- [WORK TO DO]: Please write out every line of the data below as a numbered list, skipping blank lines and leaving out the pictures.

— start of RECORDED INFORMATION —

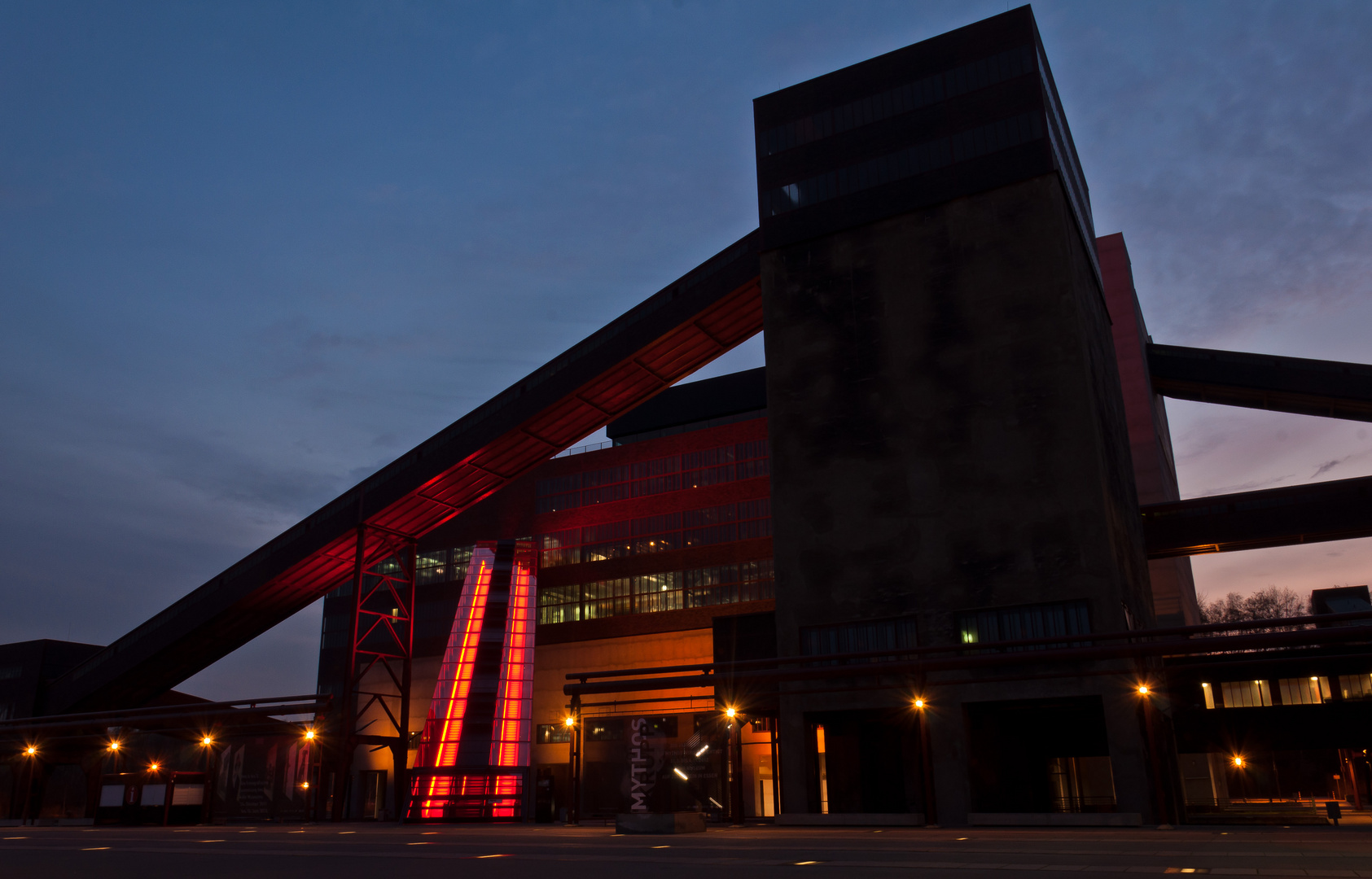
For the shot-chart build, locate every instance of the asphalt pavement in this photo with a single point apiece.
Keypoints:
(366, 851)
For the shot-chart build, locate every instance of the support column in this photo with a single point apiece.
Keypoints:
(380, 636)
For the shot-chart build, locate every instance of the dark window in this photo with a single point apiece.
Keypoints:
(651, 478)
(897, 100)
(670, 590)
(918, 160)
(657, 534)
(604, 730)
(1024, 623)
(861, 636)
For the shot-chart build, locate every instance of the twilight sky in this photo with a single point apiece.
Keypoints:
(248, 252)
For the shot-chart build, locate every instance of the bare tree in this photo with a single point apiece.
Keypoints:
(1273, 602)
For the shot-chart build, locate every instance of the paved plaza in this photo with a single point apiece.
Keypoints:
(346, 851)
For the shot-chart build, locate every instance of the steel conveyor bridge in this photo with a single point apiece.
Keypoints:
(644, 352)
(648, 348)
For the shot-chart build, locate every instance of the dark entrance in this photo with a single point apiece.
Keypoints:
(866, 763)
(1041, 756)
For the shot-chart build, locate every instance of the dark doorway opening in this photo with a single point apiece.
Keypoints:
(866, 763)
(1041, 756)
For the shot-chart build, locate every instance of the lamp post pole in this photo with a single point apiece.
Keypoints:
(927, 764)
(736, 768)
(574, 807)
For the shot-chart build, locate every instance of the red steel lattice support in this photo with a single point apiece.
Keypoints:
(375, 708)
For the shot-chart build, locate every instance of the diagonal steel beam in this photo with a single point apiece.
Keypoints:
(666, 338)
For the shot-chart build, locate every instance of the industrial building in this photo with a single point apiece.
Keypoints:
(929, 566)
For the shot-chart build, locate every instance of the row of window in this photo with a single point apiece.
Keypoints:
(1313, 690)
(909, 162)
(897, 100)
(651, 478)
(442, 566)
(673, 590)
(657, 534)
(817, 641)
(1025, 623)
(605, 730)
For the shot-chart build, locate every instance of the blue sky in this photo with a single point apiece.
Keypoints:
(248, 252)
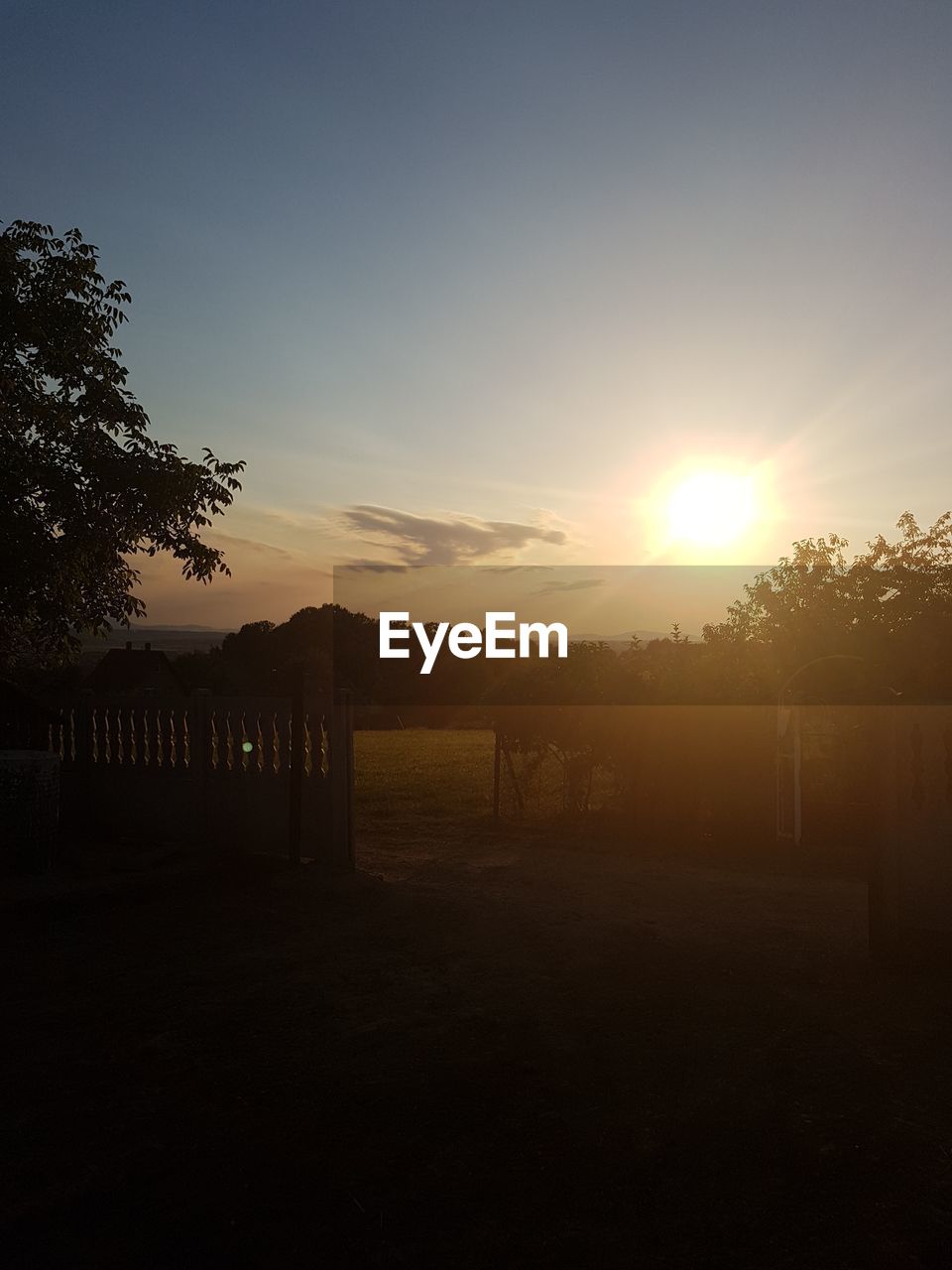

— end of RECORDED INFORMATION —

- [PROBLEM SOLUTION]:
1. For the shot-chart build, locate every instance of the asphalt pavement in this photo with a single point apiece.
2. Keypoints:
3. (366, 851)
4. For the shot-chart build, locate every instance of the support column in this photo with a single point apiece.
5. Keypoints:
6. (380, 636)
7. For the shot-chart build, locate every instance of the dark window in this photo with a single point apiece.
8. Keypoints:
9. (651, 478)
10. (897, 100)
11. (670, 590)
12. (918, 160)
13. (657, 534)
14. (604, 730)
15. (1024, 623)
16. (861, 636)
17. For the shot-chart build, locate every instance of the twilight sky in this photo with a single point apiece.
18. Keypoints:
19. (248, 252)
20. For the shot-chart build, locate every instance of the bare tree in this photo with a single point apiece.
21. Keypoints:
22. (1273, 602)
23. For the shot-chart build, locate every instance of the paved plaza in this photo with a single point apiece.
24. Keypoints:
25. (346, 851)
26. For the shot-chart build, locate every instance of the steel conveyor bridge in this photo with a single point apiece.
27. Keypoints:
28. (644, 352)
29. (648, 348)
30. For the shot-chart build, locate every instance of the dark entrance in this photo with a single point apiece.
31. Keypoints:
32. (866, 763)
33. (1041, 756)
34. For the shot-chart build, locate every instance of the dark doorway opening in this photo with a single point apiece.
35. Keypoints:
36. (866, 763)
37. (1041, 756)
38. For the shot-chart build, locate every instance of the lamp post pole in this photo with a single point apiece.
39. Keypoints:
40. (927, 764)
41. (736, 768)
42. (574, 807)
43. For the shot-chart build, locate every instance of the red steel lattice support in this photo with a single point apiece.
44. Keypoints:
45. (375, 708)
46. For the shot-chart build, locate every instance of the diagonal steel beam in this photo with a single point apiece.
47. Keypoints:
48. (666, 338)
49. For the shot-chart build, locate every instance of the industrial building in this photo with a single point apiece.
50. Keypoints:
51. (929, 566)
52. For the shot-chart build, locate every instance of the row of window in this photo with a single point apiece.
53. Keypoints:
54. (1313, 690)
55. (909, 162)
56. (897, 100)
57. (651, 478)
58. (442, 566)
59. (673, 590)
60. (657, 534)
61. (817, 641)
62. (1025, 623)
63. (605, 730)
64. For the shot-chart build, locate every instance of the blue sky in this photo with a single point apiece.
65. Keypoints:
66. (248, 252)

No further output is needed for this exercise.